Brano scelto
++++++++
Gli USA non sono una democrazia, non lo sono mai stati
Gabriel Rockhill (*)
 
Una delle convinzioni più salde a proposito degli Stati Uniti è che si tratti di una democrazia. Ogni qualvolta questa affermazione viene timidamente posta in dubbio, è quasi solo per segnalare una qualche dannosa eccezione ai valori fondamentali o ai principi costitutivi statunitensi. Ad esempio, gli aspiranti critici lamentano frequentemente una « riduzione della democrazia » dovuta all’elezione di autocrati  clowneschi, a misure draconiane adottate dallo Stato, alla scoperta di malversazioni o corruzioni, a interventi sanguinari all’estero o ad altre attività considerate eccezioni antidemocratiche. Lo stesso vale per coloro la cui critica consiste sempre nel contrapporre le azioni concrete del governo degli Stati Uniti ai suoi principi costitutivi, evidenziando una contraddizione tra le stesse e manifestando l’auspicio che possa comporsi.
 
 
Il problema, però, è che non vi è alcuna contraddizione o riduzione di democrazia, perché semplicemente gli Stati Uniti non sono mai stati una democrazia. E’ una realtà difficile da affrontare per molte persone, probabilmente più inclini a respingere tale affermazione come assurda piuttosto che prendersi il tempo di esaminare i dati storici e decidere a ragion veduta. Una reazione così sprezzante è dovuta in gran parte a quella che è stata forse la campagna di pubbliche relazioni di maggior successo della storia moderna. Quello che al contrario risulta evidente, quando la questione viene esaminata in modo sobrio e metodico, è che un paese fondato sull’élite, una dominazione coloniale basata sul potere della ricchezza – insomma una oligarchia coloniale plutocratica – è riuscita non solo a fregiarsi dell’etichetta « democratica » per vendersi alle masse, ma anche a far sì che i suoi cittadini, e molti altri, tanto socialmente e psicologicamente compresi nel loro mito nazionalista di origine, non siano disposti ad ascoltare argomenti lucidi e ben documentati.
 
Per cominciare a rimuovere il prosciutto dai nostri occhi, cerchiamo di delineare, nel poco spazio di questo articolo, cinque evidenti ragioni, dimostrative del fatto che gli Stati Uniti non sono mai stati una democrazia (un’argomentazione più sostenuta e ricca è disponibile nel mio libro, « Counter-History of the Present »). Per cominciare, l’espansione coloniale britannica nelle Americhe non si è fatta in nome della libertà e dell’uguaglianza della generalità della popolazione, né del conferimento del potere al popolo. Coloro che approdarono sulle coste del « Nuovo Mondo », con poche eccezioni, non tennero in alcuna considerazione il fatto che si trattava invece di un mondo molto antico, e che una vasta popolazione indigena vi viveva da secoli. Non appena Colombo vi mise piede, gli Europei hanno cominciato a derubare, ridurre in schiavitù e ad uccidere tutti i nativi. La tratta transatlantica degli schiavi cominciò quasi subito dopo, aggiungendo un numero incalcolabile di Africani all’attacco genocida in corso contro i nativi. Si stima inoltre che più della metà dei coloni venuti in America del Nord dall’Europa durante il periodo coloniale fossero servi poveri a contratto e che le donne fossero generalmente intrappolate in ruoli di servitù domestica. Più che una terra di libertà e uguaglianza, quindi, l’espansione coloniale europea verso le Americhe costruì una terra di colonizzatori e colonizzati, di padroni e di schiavi, di ricchi e poveri, di persone libere e molti altri che non lo erano. I primi inoltre costituivano una minoranza infinitamente piccola della popolazione, mentre la stragrande maggioranza, vale a dire il « popolo », era esposta alla morte, alla schiavitù, al servaggio o ad una oppressione socio-economica incessante.
++++++++
Elenco dei dati
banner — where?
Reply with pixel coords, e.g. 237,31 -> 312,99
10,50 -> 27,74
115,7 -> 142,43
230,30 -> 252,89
++++++++
Cosa farai
a) Ripeti la parte del brano scelto che comincia con "Una delle convinzioni" e prosegue fino a "che possa comporsi.", senza apportare modifiche.
b) Traduci in inglese questa frase del brano scelto: «Una delle convinzioni più salde a proposito degli Stati Uniti è che si tratti di una democrazia.»
Le righe elencate qui non servono a nulla in questo lavoro.

Le risposte
a)
Una delle convinzioni più salde a proposito degli Stati Uniti è che si tratti di una democrazia. Ogni qualvolta questa affermazione viene timidamente posta in dubbio, è quasi solo per segnalare una qualche dannosa eccezione ai valori fondamentali o ai principi costitutivi statunitensi. Ad esempio, gli aspiranti critici lamentano frequentemente una « riduzione della democrazia » dovuta all’elezione di autocrati  clowneschi, a misure draconiane adottate dallo Stato, alla scoperta di malversazioni o corruzioni, a interventi sanguinari all’estero o ad altre attività considerate eccezioni antidemocratiche. Lo stesso vale per coloro la cui critica consiste sempre nel contrapporre le azioni concrete del governo degli Stati Uniti ai suoi principi costitutivi, evidenziando una contraddizione tra le stesse e manifestando l’auspicio che possa comporsi.

b) One of the most firmly held beliefs about the United States is that it is a democracy.